TASK TO COMPLETE
Copy word for word the stretch of the blog post about the author's 47th season from "I am in the" through "a little bit.".

Wednesday, April 12, 2023

Little White House

I am in the 47th Season of my life and so far, it's a doozy.


Not as stressful, painful, and life-altering as Seasons 22 and 23. Not as damaging, soul-crushing, and emotional as Season 46. 

Still. Sometimes I think my writer is throwing stuff at the wall just to see what sticks, and frankly? It's pretty exhausting. I get it God, I'm one of your strongest soldiers, but sometimes these weapons are prospering against me. Just a little bit.


It's weird.


I'm 47 which means I'm a fully grown woman. I am married and I own a home. I have children (who are TWENTY-FIVE YEARS OLD GOOD GOD HOW DID THAT HAPPEN) and a very sweet, very cute, very needy dog. I have a responsible job, a decent vehicle, and food in my pantry. I can't live without coffee and I have a passport which allows me to go wherever I want to go. I've done all the things that I always believed would make me into an adult, and yet? I still feel like a kid sometimes.

When I lost my brother last year, I felt like an orphan. I felt completely alone in the world. I felt like there was no one, anywhere, who could understand the depth of this loss. I felt like a little girl, yearning for her big brother. I kept expecting him to show back up and tell me he was kidding, that it was all a joke. A grown-up game of hide-and-seek and I promise I won't even tell on you because I'm so happy you are still here. To be perfectly honest, sometimes I still expect him to walk through my door. I'm told this is part of grief. I think it might be part of hope. Either way, I'm grown and I know it's not real. Even grown-ups like to pretend sometimes.

 This year, in my 47th season, my parents sold their home and are moving away and it's...harder for me than I want it to be.

STORED DATA
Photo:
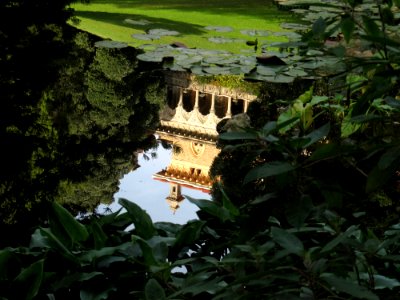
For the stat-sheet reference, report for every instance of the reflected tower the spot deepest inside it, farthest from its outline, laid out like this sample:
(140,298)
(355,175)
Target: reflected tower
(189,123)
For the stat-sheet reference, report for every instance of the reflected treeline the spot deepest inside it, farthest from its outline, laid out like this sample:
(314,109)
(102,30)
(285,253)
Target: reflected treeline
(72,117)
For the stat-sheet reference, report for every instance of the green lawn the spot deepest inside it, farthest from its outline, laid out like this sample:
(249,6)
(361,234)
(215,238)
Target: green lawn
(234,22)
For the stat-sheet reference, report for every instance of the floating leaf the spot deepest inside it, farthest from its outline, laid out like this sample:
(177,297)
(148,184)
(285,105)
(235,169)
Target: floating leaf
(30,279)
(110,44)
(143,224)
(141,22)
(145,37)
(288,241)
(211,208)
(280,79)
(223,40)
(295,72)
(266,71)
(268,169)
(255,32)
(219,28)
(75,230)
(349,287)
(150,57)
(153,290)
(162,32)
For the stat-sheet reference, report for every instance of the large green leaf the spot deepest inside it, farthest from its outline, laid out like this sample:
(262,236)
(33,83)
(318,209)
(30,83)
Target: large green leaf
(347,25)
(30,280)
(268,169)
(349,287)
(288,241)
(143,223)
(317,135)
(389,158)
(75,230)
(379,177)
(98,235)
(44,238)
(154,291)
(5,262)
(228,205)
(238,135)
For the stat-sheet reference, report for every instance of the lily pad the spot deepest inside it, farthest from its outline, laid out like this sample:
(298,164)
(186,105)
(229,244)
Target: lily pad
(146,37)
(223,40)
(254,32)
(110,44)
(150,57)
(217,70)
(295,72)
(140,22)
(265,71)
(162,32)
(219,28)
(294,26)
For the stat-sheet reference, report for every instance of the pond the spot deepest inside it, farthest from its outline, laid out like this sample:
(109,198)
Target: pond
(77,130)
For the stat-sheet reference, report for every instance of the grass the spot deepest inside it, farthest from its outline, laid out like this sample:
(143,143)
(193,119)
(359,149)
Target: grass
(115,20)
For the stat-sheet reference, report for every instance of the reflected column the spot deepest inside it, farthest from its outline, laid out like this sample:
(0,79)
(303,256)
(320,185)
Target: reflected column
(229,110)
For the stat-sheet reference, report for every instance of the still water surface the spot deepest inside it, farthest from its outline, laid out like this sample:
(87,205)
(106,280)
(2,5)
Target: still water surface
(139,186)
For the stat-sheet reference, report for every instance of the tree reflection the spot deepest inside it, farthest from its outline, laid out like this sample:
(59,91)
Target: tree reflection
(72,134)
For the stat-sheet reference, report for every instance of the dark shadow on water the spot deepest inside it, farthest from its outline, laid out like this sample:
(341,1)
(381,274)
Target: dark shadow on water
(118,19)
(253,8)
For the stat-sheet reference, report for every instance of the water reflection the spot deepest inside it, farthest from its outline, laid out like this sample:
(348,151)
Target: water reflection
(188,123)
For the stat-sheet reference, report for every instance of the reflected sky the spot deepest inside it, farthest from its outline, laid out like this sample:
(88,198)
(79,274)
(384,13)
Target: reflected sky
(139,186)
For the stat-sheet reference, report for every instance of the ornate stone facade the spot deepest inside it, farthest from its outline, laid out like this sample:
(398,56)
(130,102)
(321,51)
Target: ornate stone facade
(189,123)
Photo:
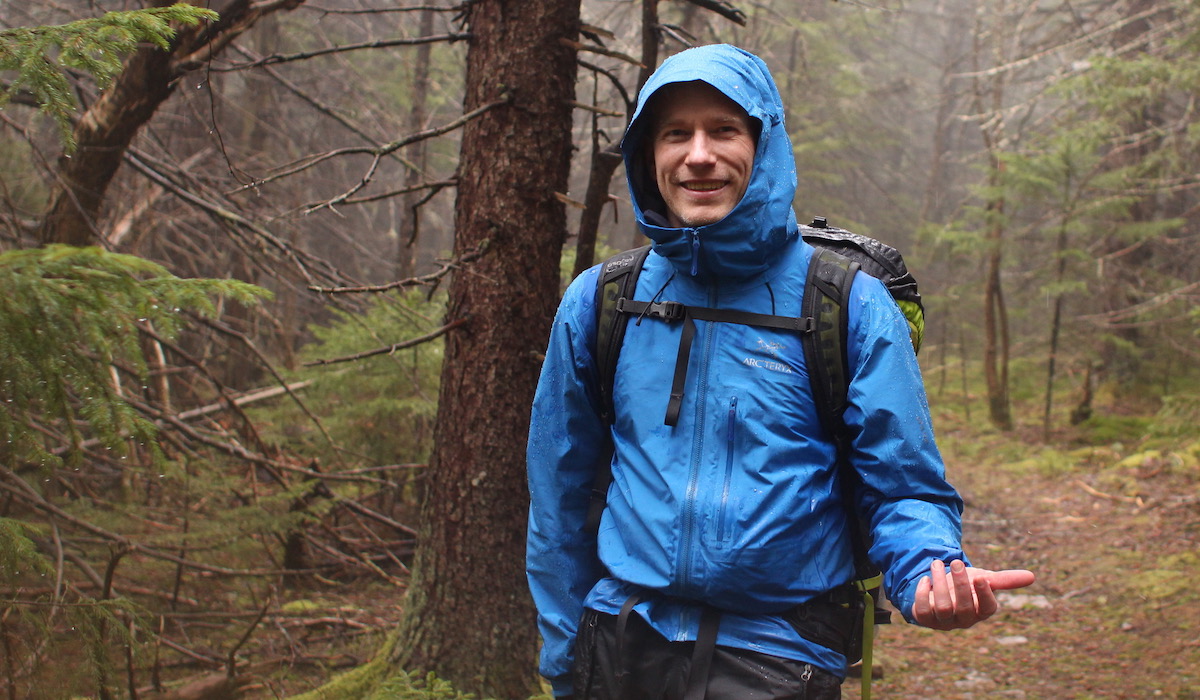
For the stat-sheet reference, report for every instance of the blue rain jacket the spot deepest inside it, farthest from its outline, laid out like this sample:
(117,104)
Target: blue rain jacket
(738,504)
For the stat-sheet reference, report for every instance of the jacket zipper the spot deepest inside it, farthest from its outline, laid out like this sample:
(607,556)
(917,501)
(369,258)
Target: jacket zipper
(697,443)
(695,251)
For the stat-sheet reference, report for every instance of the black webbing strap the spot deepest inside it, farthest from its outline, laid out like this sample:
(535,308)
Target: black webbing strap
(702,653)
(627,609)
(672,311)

EXERCISE RESULT
I am in the 47th Season of my life and so far, it's a doozy.


Not as stressful, painful, and life-altering as Seasons 22 and 23. Not as damaging, soul-crushing, and emotional as Season 46. 

Still. Sometimes I think my writer is throwing stuff at the wall just to see what sticks, and frankly? It's pretty exhausting. I get it God, I'm one of your strongest soldiers, but sometimes these weapons are prospering against me. Just a little bit.